Parts of the exercise -
(1) Answer these questions using the news excerpt about Dr. Dan Godbee, one answer per line:
(a) What position does Dr. Godbee hold in EBR's EMT division?
(b) What military rank did he attain?
(c) How many years of service to the country does he cite?
(2) Restate the paragraph of the news excerpt that begins "Dr. Godbee started his journey" as a short bulleted list of its main facts.
(3) Print the part of the news excerpt from "Dr. Godbee started" up to and including "of medical practices.".

Source extract -
+ + + + +

2 weeks 2 days 23 hours ago Thursday, September 15 2022 Sep 15, 2022 September 15, 2022 10:55 AM September 15, 2022 in News
Source: WBRZ

BATON ROUGE - Amid a shortage of emergency medical technicians, advancements to EBR's EMT division are gaining national recognition thanks to its medical director, Dr. Dan Godbee.

Dr. Godbee started his journey as an Eagle Scout before rising in the military ranks, attaining sergeant major. He went on to get his engineering degree and used it to focus his efforts in the medical field.

Dr. Godbee says his 44 years of service to the country have given him a different perspective on how to expand the boundaries of medical practices. 

"The idea is if you enter a building and you want to get to the second floor, there are many ways to do it," Dr. Godbee said. "There are elevators, there are escalators, there are stairs, whichever one of those works... let's get to the second floor."

+ + + + +

Record extracts -
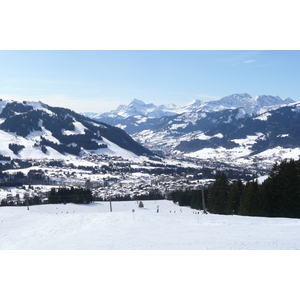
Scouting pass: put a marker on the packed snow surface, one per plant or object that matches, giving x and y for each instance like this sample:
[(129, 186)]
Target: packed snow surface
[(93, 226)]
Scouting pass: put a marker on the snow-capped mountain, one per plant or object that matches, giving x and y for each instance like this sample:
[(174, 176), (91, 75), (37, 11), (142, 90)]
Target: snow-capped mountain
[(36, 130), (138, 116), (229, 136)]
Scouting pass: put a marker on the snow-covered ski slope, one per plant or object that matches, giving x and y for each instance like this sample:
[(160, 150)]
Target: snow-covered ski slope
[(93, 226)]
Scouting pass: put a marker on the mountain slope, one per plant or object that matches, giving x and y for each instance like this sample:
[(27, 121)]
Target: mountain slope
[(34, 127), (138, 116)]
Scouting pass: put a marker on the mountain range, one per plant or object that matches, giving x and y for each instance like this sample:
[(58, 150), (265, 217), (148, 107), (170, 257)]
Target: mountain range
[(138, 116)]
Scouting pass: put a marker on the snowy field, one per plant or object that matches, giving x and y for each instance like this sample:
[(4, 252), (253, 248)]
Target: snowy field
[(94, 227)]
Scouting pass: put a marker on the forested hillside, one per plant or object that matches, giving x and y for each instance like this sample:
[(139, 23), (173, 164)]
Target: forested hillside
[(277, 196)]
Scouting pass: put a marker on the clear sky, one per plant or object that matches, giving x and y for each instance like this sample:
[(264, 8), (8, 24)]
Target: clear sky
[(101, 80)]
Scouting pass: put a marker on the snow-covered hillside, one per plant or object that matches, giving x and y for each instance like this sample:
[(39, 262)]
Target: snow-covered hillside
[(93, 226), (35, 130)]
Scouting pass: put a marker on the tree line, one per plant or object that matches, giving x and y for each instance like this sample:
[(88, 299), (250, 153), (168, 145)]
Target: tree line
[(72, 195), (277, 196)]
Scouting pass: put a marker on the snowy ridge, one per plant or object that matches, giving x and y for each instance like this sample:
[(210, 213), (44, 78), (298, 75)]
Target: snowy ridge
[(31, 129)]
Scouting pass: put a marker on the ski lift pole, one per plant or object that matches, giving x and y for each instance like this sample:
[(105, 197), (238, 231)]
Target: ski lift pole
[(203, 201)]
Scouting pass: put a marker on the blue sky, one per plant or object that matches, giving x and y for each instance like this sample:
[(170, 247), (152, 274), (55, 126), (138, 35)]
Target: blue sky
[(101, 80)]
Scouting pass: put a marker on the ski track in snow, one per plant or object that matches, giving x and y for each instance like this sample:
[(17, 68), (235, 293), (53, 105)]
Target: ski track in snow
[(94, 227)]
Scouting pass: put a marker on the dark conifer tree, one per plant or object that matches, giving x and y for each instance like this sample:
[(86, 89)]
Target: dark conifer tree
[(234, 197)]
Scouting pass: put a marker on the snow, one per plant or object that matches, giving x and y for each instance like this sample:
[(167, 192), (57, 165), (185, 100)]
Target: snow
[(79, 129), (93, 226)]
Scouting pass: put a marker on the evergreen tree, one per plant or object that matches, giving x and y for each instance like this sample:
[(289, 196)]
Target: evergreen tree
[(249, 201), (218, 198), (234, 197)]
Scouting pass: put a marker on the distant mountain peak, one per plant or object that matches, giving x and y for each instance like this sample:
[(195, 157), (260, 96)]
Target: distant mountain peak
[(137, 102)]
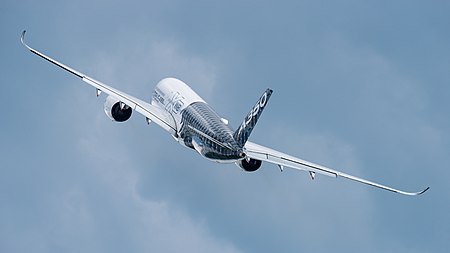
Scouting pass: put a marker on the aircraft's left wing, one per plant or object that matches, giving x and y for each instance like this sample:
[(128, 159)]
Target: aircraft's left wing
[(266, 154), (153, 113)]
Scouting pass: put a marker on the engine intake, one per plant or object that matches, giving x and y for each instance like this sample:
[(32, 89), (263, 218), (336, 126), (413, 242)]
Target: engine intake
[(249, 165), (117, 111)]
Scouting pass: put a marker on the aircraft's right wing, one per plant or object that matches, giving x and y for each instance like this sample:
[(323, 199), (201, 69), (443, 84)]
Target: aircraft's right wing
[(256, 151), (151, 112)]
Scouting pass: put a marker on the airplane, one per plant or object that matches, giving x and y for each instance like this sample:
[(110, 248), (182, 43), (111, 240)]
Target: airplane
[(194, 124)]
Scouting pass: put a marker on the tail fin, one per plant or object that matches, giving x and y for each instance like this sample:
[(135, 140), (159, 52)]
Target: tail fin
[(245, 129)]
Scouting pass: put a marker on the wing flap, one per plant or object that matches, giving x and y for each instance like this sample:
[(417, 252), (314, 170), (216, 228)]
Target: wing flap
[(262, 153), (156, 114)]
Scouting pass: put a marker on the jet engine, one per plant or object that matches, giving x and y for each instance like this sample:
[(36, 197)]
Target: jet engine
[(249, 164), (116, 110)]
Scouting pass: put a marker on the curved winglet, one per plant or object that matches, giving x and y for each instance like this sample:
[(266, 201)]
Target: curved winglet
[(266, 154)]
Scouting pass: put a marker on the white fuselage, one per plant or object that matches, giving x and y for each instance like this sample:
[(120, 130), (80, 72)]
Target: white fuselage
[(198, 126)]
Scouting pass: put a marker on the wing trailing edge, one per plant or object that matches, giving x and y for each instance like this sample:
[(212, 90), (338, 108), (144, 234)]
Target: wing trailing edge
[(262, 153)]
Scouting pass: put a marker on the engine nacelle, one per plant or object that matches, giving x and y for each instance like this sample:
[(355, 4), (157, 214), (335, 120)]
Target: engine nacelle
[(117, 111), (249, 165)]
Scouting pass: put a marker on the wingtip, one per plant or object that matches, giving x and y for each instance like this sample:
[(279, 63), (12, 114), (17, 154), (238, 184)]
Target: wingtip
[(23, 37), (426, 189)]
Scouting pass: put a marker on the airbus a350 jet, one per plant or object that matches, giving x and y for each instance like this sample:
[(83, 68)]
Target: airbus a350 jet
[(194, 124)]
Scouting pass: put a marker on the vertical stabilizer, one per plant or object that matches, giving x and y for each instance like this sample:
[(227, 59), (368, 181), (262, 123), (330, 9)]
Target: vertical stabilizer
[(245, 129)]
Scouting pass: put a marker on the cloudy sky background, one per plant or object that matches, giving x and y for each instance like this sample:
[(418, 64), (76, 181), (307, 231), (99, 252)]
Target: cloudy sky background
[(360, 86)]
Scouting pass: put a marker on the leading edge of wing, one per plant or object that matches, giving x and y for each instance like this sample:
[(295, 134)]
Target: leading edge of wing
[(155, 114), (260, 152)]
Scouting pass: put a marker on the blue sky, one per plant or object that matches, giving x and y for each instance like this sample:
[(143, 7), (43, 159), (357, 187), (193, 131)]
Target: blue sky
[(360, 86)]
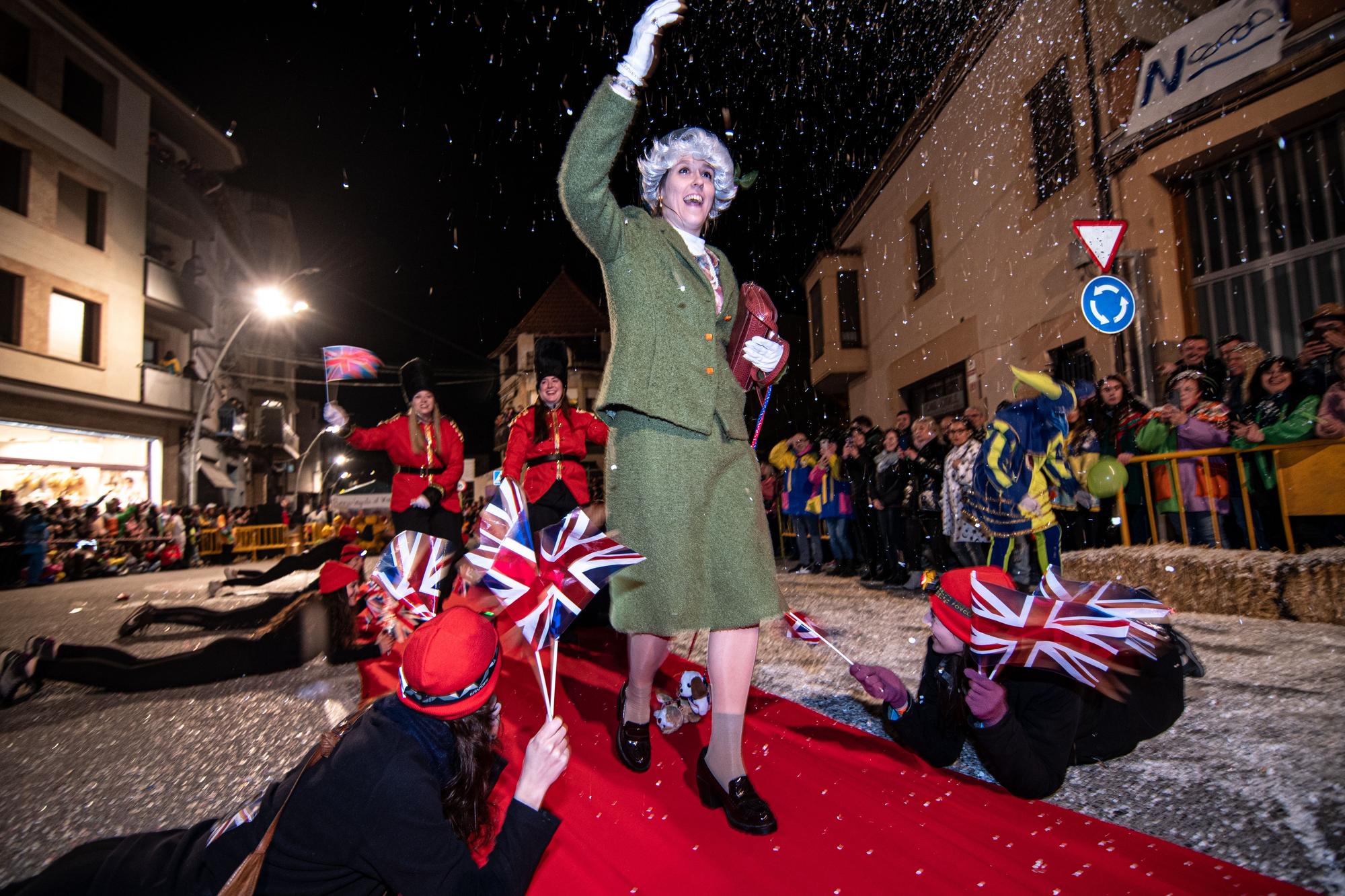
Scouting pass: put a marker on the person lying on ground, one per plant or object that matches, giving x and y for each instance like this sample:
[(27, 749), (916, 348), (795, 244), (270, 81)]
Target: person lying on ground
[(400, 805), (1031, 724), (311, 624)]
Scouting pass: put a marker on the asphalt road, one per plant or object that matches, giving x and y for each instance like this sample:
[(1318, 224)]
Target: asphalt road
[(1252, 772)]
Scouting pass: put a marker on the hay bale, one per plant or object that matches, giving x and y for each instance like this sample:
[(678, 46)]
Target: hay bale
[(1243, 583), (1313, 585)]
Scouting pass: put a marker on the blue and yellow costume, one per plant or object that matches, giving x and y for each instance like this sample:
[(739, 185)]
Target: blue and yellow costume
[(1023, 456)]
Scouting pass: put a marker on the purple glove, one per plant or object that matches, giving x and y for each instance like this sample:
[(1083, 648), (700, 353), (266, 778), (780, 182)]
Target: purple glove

+ + + + +

Task-by-task outputs -
(1)
(a) Medical director
(b) Sergeant major
(c) 44 years

(2)
- Began as an Eagle Scout
- Rose through the military ranks to sergeant major
- Earned an engineering degree
- Used that degree to focus his efforts on the medical field

(3)
Dr. Godbee started his journey as an Eagle Scout before rising in the military ranks, attaining sergeant major. He went on to get his engineering degree and used it to focus his efforts in the medical field.

Dr. Godbee says his 44 years of service to the country have given him a different perspective on how to expand the boundaries of medical practices.